Begin Extracted data
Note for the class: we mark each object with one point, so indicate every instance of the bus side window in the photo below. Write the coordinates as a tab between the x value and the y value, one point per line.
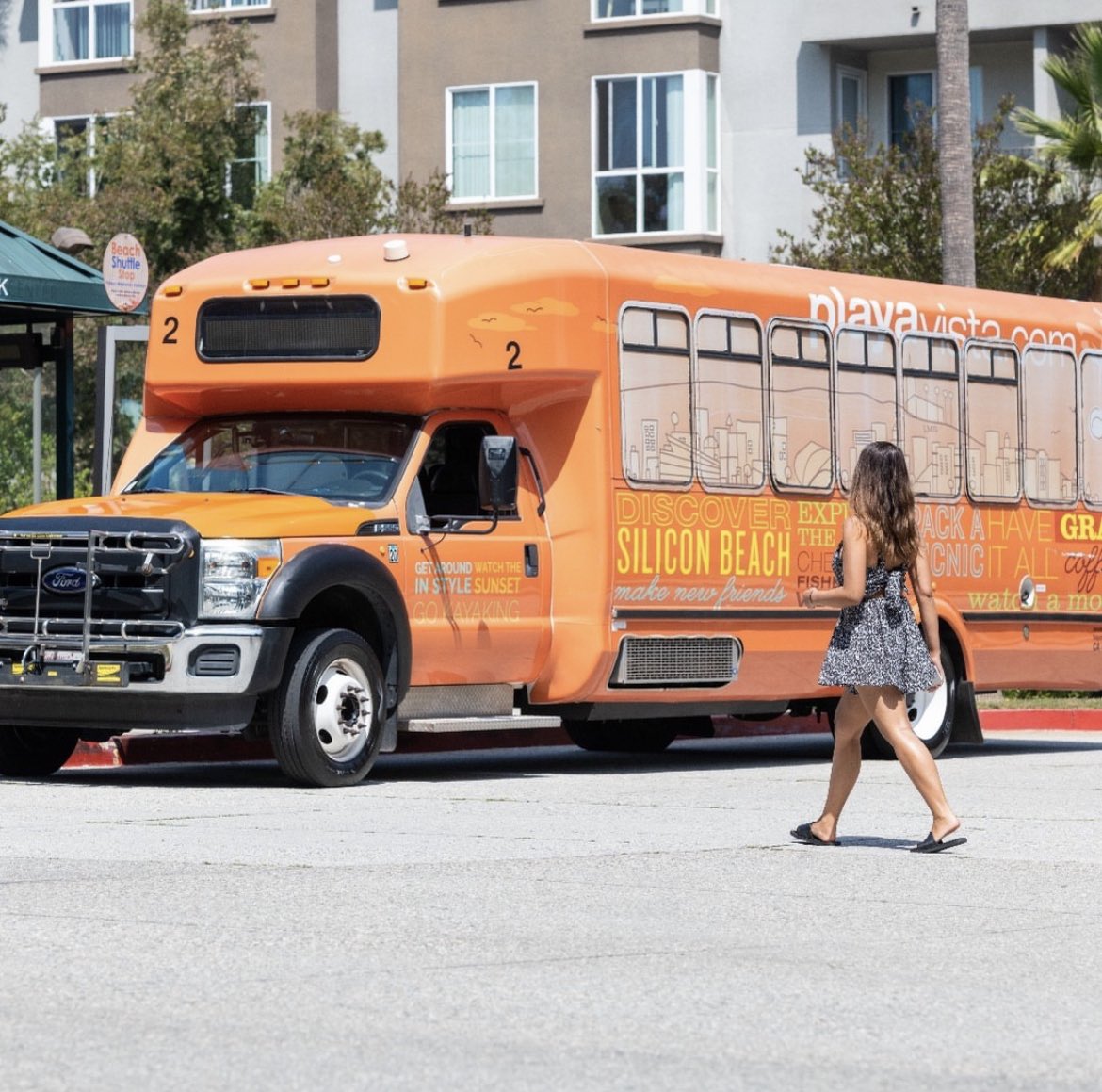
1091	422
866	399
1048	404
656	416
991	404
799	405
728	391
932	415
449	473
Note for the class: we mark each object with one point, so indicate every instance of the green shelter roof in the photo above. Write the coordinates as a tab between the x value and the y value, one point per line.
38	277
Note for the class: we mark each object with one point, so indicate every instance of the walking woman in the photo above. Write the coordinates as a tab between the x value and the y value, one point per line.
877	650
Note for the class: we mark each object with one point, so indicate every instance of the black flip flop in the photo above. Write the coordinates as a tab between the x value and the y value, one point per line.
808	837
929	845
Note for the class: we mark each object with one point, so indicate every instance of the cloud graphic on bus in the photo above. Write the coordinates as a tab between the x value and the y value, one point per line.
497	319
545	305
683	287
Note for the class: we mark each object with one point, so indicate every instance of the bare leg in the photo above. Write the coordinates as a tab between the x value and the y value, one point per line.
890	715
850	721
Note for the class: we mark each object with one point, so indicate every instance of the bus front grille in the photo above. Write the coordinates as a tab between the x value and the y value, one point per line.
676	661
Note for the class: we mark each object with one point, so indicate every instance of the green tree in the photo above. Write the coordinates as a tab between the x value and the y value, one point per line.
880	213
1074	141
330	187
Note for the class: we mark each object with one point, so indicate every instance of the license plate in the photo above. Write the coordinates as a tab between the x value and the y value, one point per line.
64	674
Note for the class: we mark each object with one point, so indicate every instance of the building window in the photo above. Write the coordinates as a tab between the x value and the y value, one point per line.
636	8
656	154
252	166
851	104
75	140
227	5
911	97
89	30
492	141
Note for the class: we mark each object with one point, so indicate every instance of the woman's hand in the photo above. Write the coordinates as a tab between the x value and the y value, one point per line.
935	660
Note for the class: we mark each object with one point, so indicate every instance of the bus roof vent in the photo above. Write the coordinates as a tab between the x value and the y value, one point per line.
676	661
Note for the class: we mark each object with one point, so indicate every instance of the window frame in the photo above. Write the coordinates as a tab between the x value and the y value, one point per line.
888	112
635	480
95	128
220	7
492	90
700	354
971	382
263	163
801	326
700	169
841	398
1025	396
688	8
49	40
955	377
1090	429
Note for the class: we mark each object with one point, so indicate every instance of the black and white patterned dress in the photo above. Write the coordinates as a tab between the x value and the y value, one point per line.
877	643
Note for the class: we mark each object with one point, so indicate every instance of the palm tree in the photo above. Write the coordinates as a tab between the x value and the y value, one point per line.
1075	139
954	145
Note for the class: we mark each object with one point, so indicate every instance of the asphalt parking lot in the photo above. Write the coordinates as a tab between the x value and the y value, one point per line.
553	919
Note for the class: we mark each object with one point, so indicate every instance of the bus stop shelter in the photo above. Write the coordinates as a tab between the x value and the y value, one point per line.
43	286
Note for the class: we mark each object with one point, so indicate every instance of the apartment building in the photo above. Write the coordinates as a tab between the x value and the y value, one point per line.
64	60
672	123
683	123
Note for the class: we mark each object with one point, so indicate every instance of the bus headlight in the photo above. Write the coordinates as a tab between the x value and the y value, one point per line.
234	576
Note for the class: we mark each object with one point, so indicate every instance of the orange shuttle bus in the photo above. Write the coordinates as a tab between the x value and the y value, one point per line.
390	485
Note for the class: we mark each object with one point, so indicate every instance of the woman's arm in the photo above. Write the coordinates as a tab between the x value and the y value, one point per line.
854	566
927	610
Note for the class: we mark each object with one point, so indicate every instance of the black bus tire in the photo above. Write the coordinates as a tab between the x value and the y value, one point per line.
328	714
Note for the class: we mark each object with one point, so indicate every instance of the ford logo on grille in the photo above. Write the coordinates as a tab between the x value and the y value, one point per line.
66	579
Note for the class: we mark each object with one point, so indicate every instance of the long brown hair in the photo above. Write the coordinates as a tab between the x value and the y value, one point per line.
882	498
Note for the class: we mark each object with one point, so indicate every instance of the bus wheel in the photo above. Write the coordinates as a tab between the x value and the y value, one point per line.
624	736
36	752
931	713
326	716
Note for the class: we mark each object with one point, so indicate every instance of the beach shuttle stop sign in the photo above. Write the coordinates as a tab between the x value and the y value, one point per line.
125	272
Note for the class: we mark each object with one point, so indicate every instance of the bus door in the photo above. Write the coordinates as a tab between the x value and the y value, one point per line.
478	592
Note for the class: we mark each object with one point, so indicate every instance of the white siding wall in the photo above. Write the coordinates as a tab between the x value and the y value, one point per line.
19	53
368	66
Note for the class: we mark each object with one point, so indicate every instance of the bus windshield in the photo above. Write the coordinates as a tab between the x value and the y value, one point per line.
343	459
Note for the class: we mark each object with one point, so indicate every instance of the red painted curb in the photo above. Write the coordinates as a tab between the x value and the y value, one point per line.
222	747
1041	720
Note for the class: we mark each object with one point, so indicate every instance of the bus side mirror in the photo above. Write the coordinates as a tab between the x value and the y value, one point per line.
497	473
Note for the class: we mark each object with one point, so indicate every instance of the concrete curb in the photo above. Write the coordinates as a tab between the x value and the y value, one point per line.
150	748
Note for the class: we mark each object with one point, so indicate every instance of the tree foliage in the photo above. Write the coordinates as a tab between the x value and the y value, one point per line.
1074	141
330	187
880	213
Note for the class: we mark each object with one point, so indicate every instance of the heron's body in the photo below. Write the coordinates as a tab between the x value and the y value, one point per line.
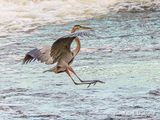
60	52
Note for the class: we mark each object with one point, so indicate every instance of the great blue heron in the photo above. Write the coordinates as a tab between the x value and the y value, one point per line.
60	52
End Extracted data
→ What to do
Convert every line of the records above into a JSON list of strings, one string per line, skipping blank lines and leaving the pictures out.

→ Exercise output
[
  "Note for the class: we mark each object with one point, so indicate every instance of the bus side window in the photo below. Write the coordinates as a tab between the x value and the y value, one point per line.",
  "1091\t422",
  "866\t399",
  "1048\t404",
  "656\t416",
  "991\t404",
  "799\t405",
  "728\t391",
  "932\t415",
  "449\t473",
  "Note for the class: we mark each object with one point, so indicate every instance of the green shelter roof in the photo above. Write the coordinates as a tab between the x value and the y value, one point per line.",
  "38\t277",
  "Note for the class: we mark each object with one point, so indicate every instance of the walking woman in the photo above. Write the coordinates as a tab between the x value and the y value, one point per line.",
  "877\t650",
  "Note for the class: we mark each object with one point, so indicate every instance of the black flip flop in the photo above. Write the coordinates as a tab between the x value and the y value, one point per line.",
  "808\t837",
  "929\t845",
  "Note for the class: we mark each object with one point, so indicate every instance of the cloud graphic on bus in the photo above. Write the coordinates as a tab between the x value and the y value, one point per line.",
  "497\t319",
  "545\t305",
  "683\t287",
  "Note for the class: we mark each object with one point, so indicate every instance of the bare leg in the photo above. Write the coordinates as a tab between the x value and the y value, one point per line.",
  "890\t715",
  "850\t721",
  "Note for the class: we mark each object with one point, so indicate every instance of the bus front grille in the photo above. Write the coordinates as a tab between the x value and the y value, one point per line.",
  "676\t661",
  "Note for the class: we mark each object with one point, so indicate every instance of the green tree in the photo above. Write the coordinates as a tab between the x value and the y value, one point per line.",
  "880\t213",
  "1074\t141",
  "330\t187",
  "Note for the class: we mark each object with one point, so indicate every instance of the license plate in the photo above. Write the coordinates as a tab between the x value and the y value, one point per line.",
  "64\t674",
  "Note for the class: we mark each object with one point, so indicate every instance of the building window in the photo above. Write the coordinates as a tab between the x value and the y value, one point per line.",
  "636\t8",
  "656\t154",
  "252\t166",
  "851\t104",
  "75\t140",
  "227\t5",
  "911\t97",
  "89\t30",
  "492\t141",
  "Note for the class: we mark each object with one point, so indicate every instance of the woman's hand in the photo above. Write the coordinates as a tab between the x value and the y value, one point per line.",
  "935\t660",
  "Note for the class: we mark each object with one point, so indicate every instance of the bus roof vent in the photo above. Write the coordinates as a tab between the x value and the y value, one point per line.",
  "676\t661",
  "Note for the class: we mark each object with one point, so indicate every instance of the window frame in the photo above. Write the coordinates as a tab between the x value and the y value, one point per line.",
  "888\t112",
  "635\t480",
  "95\t128",
  "220\t7",
  "492\t90",
  "700\t354",
  "971\t382",
  "263\t163",
  "801\t326",
  "700\t169",
  "841\t398",
  "1025\t396",
  "688\t8",
  "49\t40",
  "955\t377",
  "1090\t429",
  "Note for the class: we mark each object with one point, so indicate every instance of the black and white patterned dress in the photo above. Write the coordinates as a tab between the x value and the y value, one point per line.",
  "877\t643",
  "Note for the class: we mark each object with one point, so indicate every instance of the palm tree in the photo above. Write the coordinates as a tab between the x value and the y value, one point per line.",
  "1075\t139",
  "954\t145",
  "Note for the class: we mark each object with one point, so indicate every instance of the asphalt parking lot in the photo above. Write the coordinates as a tab between the x value and the y value, one point per line.",
  "553\t919",
  "Note for the class: we mark each object with one point, so indicate every instance of the bus stop shelter in the photo above. Write the coordinates as a tab between the x value and the y value, one point per line.",
  "43\t286",
  "Note for the class: we mark each object with one point, so indicate every instance of the apartment building in the photo above. Write the coordinates as a tab between the x value and the y value, one point per line.",
  "64\t60",
  "672\t123",
  "683\t123",
  "Note for the class: we mark each object with one point, so indicate every instance of the bus headlight in the photo above. Write the coordinates as a tab between the x value and the y value, one point per line.",
  "234\t576",
  "Note for the class: we mark each object with one point, so indicate every instance of the orange shuttle bus in the photo above. Write the coordinates as a tab between the x value and the y value, one point per line.",
  "390\t485",
  "Note for the class: we mark each object with one point, so indicate every instance of the woman's arm in the photo above. Write the coordinates as a tab between the x value and the y value, one point per line.",
  "854\t566",
  "927\t610",
  "Note for the class: we mark each object with one point, so indicate every instance of the black bus tire in the photo above. Write the coordinates as a tab between the x value and the y value, one point per line.",
  "328\t714",
  "Note for the class: we mark each object with one point, so indicate every instance of the ford logo on grille in the photo above. Write the coordinates as a tab between the x value and the y value, one point per line.",
  "66\t579",
  "Note for the class: we mark each object with one point, so indicate every instance of the long brown hair in the photo above. Write the coordinates as a tab between the x value and the y value, one point per line.",
  "882\t498",
  "Note for the class: we mark each object with one point, so indicate every instance of the bus wheel in the photo above. Write the coordinates as a tab between the x value and the y value, one point per line.",
  "624\t736",
  "36\t752",
  "931\t713",
  "326\t716",
  "Note for the class: we mark each object with one point, so indicate every instance of the beach shuttle stop sign in the photo above. Write the coordinates as a tab between the x value and the y value, one point per line.",
  "125\t272",
  "Note for the class: we mark each object with one point, so indicate every instance of the bus door in the photo above. Write the coordinates as a tab between the x value and the y value, one point per line.",
  "478\t592",
  "Note for the class: we mark each object with one point, so indicate every instance of the white siding wall in the photo above. Write the coordinates as a tab between the x value and the y value, one point per line.",
  "19\t53",
  "368\t66",
  "Note for the class: we mark each object with one point, so indicate every instance of the bus windshield in the photo above. Write the coordinates as a tab between the x value and the y value, one point per line.",
  "343\t459",
  "Note for the class: we mark each object with one point, so indicate every instance of the red painted curb in the photo above. Write the coordinates as a tab between the x value and the y value, one point per line.",
  "222\t747",
  "1041\t720",
  "Note for the class: we mark each object with one point, so indicate every instance of the bus side mirror in the photo above. Write the coordinates as a tab between the x value and the y value, one point per line.",
  "497\t473",
  "Note for the class: we mark each object with one point, so indicate every instance of the concrete curb in the photo above. Write the coordinates as a tab between the x value and the y value, one point per line.",
  "150\t748",
  "Note for the class: we mark each object with one point, so indicate every instance of the tree foliage in the photo above. Write the coordinates as a tab between the x value and the y value, one point per line.",
  "1074\t141",
  "330\t187",
  "880\t213",
  "Note for the class: we mark each object with one point, so indicate every instance of the heron's body in the photo below. Write the coordinates as a tab between the x value and the y value, one point per line.",
  "60\t52",
  "Note for the class: we mark each object with one point, so indicate every instance of the great blue heron in the photo above. Write the coordinates as a tab between the x value and the y value, one point per line.",
  "60\t52"
]